Given task: Copy the legal excerpt below word for word, from its opening line on tumultuary meetings through the end of the Stockdale v. Hansard passage.

Excerpt:
Such are the different provisions of the law of England for the putting down of tumultuary meetings; and it is not too much to affirm that, if the means provided by the law are promptly and judiciously enforced by the magistrate and honestly seconded by the co-operation of his fellow subjects, very few and rare would be the instances in which tumultuous assemblages of the people would be able to hold defiance to the laws.

Carrington and Payne, Reports, V, 556 note.

(B) Stockdale v. Hansard (1839)[3]

Lord Denman, C. J.: This was an action for a publication defaming the plaintiff's character by imputing that he had published an obscene libel. The plea was that the inspectors of prisons made a report to the secretary of state, in which improper books were said to be permitted in the prison of Newgate; that the court of aldermen wrote an answer to that part of the report and the inspectors replied, repeating the statements and adding that the improper books were published by the plaintiff; that all these documents were printed by and under orders from the house of commons....

The plea, it is contended, establishes a good defence to the action on various grounds. (1) The grievance complained of appears to be an act done by order of the house of commons, a court superior to any court of law, and none of whose proceedings are to be questioned in any way.... It is a claim for an arbitrary power to authorize the commission of any act whatever on behalf of a body which in the same argument is admitted not to be the supreme power in the state. The supremacy of parliament, the foundation on which the claim is made to rest, appears to me completely to overturn it; because the house of commons is not the parliament, but only a coordinate and component part of the parliament. That sovereign power can make and unmake the laws, but the concurrence of the three legislative estates is necessary; the resolution of any one of them cannot alter the law or place any one beyond its control. The proposition is therefore wholly untenable and abhorrent to the first principles of the constitution of England.

Records taken from a collection:
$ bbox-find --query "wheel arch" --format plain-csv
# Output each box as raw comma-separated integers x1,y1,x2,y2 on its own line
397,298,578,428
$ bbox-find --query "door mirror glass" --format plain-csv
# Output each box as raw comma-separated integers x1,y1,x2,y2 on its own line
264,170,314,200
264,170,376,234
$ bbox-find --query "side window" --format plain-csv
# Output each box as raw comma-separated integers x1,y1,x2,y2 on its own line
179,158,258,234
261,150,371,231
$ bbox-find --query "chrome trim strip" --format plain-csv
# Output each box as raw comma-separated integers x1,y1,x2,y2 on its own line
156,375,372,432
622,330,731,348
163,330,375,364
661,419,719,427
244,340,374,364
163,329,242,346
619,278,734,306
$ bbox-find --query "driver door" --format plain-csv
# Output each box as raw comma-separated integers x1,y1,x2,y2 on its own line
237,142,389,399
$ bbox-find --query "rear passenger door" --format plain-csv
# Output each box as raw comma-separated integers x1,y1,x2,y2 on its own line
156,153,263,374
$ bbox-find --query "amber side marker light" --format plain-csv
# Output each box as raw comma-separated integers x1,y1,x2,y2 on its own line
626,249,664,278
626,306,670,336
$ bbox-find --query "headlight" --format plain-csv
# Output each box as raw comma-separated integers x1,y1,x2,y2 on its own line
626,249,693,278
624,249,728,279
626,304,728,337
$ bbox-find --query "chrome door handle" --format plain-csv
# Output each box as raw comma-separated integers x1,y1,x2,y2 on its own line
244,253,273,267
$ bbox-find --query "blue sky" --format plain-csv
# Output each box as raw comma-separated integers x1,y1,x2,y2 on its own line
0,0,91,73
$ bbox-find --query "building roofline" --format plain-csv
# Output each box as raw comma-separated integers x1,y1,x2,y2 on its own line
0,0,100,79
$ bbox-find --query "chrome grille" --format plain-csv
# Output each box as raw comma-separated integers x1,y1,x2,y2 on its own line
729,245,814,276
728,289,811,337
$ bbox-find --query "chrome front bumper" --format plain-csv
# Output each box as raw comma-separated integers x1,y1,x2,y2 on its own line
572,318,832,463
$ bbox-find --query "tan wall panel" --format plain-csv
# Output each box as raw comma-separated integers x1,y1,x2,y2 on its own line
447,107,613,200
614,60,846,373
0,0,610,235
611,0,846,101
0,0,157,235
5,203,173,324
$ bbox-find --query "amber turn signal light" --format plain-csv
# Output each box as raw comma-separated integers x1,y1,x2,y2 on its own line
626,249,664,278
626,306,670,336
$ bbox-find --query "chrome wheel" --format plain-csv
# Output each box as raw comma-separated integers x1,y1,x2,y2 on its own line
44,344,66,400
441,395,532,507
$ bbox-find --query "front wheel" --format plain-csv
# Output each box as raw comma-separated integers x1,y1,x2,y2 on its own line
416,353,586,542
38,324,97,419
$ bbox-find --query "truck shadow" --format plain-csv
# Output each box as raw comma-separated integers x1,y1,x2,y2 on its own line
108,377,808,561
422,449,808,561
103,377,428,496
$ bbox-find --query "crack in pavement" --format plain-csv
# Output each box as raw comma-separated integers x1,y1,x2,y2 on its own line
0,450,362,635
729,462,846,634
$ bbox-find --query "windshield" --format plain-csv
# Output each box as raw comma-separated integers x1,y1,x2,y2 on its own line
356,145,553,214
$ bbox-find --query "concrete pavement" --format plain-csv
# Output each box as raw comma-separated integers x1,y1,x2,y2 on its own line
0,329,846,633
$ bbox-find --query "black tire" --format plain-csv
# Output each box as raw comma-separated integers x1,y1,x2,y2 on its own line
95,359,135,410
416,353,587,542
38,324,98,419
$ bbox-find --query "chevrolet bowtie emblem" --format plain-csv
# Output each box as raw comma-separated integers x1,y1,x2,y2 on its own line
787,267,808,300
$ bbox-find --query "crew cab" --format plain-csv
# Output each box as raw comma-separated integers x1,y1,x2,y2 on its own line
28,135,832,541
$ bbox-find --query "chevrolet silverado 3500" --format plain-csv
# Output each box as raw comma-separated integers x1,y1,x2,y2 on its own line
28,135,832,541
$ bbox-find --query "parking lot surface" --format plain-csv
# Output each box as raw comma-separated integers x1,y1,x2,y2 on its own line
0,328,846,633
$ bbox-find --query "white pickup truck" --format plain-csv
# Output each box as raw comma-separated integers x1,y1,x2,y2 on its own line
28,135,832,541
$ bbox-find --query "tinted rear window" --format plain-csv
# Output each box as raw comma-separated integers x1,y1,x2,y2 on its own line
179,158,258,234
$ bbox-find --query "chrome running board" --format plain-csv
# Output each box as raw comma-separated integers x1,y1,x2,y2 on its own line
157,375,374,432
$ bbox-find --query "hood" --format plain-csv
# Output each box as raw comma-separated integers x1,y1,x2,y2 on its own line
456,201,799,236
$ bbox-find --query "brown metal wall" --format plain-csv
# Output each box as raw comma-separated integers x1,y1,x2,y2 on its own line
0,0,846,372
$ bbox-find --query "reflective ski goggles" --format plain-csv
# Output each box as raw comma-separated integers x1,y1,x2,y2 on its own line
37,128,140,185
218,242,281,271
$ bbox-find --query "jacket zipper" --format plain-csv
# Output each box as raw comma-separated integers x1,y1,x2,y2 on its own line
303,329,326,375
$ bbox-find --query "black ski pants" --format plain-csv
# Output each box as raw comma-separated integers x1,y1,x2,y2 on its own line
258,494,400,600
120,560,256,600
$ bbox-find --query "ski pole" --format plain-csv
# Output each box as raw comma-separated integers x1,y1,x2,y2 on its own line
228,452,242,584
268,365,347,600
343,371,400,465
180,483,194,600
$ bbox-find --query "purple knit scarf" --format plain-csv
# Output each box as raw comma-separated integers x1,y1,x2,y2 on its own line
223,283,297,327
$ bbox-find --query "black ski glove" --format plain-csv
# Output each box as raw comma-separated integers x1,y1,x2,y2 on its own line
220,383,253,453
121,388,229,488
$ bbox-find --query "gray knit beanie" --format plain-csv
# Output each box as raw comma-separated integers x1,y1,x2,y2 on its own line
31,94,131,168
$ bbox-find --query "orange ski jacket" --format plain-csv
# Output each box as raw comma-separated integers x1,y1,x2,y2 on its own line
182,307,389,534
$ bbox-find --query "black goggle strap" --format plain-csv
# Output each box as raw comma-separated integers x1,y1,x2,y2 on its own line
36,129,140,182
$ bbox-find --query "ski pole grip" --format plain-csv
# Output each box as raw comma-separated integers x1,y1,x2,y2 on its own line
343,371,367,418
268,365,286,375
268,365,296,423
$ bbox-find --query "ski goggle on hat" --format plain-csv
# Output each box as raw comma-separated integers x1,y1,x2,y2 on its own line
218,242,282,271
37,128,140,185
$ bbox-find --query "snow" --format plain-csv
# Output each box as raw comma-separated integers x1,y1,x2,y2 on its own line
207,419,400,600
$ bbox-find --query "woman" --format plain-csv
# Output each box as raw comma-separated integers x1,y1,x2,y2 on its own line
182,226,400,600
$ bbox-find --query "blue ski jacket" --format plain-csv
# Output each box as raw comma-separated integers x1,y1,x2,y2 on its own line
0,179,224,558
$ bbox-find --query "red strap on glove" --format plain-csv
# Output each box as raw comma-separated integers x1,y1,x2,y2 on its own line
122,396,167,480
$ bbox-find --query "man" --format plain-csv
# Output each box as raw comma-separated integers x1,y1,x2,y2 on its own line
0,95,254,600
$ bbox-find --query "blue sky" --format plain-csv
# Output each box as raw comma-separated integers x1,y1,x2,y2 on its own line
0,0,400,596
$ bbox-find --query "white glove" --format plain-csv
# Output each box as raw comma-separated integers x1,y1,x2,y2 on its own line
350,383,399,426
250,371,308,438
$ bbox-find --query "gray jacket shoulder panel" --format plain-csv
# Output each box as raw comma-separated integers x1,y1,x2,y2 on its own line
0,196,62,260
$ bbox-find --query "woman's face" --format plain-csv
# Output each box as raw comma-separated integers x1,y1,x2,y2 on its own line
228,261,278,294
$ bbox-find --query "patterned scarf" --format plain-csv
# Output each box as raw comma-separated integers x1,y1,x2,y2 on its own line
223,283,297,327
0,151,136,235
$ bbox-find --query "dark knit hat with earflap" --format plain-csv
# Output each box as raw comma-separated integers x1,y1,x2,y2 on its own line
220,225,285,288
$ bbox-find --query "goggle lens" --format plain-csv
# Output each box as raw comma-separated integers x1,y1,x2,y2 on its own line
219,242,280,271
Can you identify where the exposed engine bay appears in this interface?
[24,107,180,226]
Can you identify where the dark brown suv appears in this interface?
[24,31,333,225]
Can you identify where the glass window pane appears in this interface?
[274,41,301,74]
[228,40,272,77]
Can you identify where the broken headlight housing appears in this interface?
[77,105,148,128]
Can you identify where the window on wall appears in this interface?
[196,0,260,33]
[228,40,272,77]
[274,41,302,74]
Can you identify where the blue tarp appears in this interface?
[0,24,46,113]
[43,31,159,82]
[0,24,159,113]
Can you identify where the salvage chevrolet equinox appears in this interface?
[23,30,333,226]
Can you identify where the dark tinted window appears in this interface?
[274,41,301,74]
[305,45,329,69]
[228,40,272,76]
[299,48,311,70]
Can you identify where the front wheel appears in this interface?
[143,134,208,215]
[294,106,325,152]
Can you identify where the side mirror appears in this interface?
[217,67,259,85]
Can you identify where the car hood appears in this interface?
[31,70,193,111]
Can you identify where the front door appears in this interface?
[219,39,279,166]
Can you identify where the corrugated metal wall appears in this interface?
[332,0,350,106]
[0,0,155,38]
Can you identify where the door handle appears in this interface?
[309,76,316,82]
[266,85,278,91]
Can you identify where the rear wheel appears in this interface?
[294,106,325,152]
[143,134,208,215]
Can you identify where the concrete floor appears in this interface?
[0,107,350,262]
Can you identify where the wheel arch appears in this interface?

The output:
Such are the different provisions of the law of England for the putting down of tumultuary meetings; and it is not too much to affirm that, if the means provided by the law are promptly and judiciously enforced by the magistrate and honestly seconded by the co-operation of his fellow subjects, very few and rare would be the instances in which tumultuous assemblages of the people would be able to hold defiance to the laws.

Carrington and Payne, Reports, V, 556 note.

(B) Stockdale v. Hansard (1839)[3]

Lord Denman, C. J.: This was an action for a publication defaming the plaintiff's character by imputing that he had published an obscene libel. The plea was that the inspectors of prisons made a report to the secretary of state, in which improper books were said to be permitted in the prison of Newgate; that the court of aldermen wrote an answer to that part of the report and the inspectors replied, repeating the statements and adding that the improper books were published by the plaintiff; that all these documents were printed by and under orders from the house of commons....

The plea, it is contended, establishes a good defence to the action on various grounds. (1) The grievance complained of appears to be an act done by order of the house of commons, a court superior to any court of law, and none of whose proceedings are to be questioned in any way.... It is a claim for an arbitrary power to authorize the commission of any act whatever on behalf of a body which in the same argument is admitted not to be the supreme power in the state. The supremacy of parliament, the foundation on which the claim is made to rest, appears to me completely to overturn it; because the house of commons is not the parliament, but only a coordinate and component part of the parliament. That sovereign power can make and unmake the laws, but the concurrence of the three legislative estates is necessary; the resolution of any one of them cannot alter the law or place any one beyond its control. The proposition is therefore wholly untenable and abhorrent to the first principles of the constitution of England.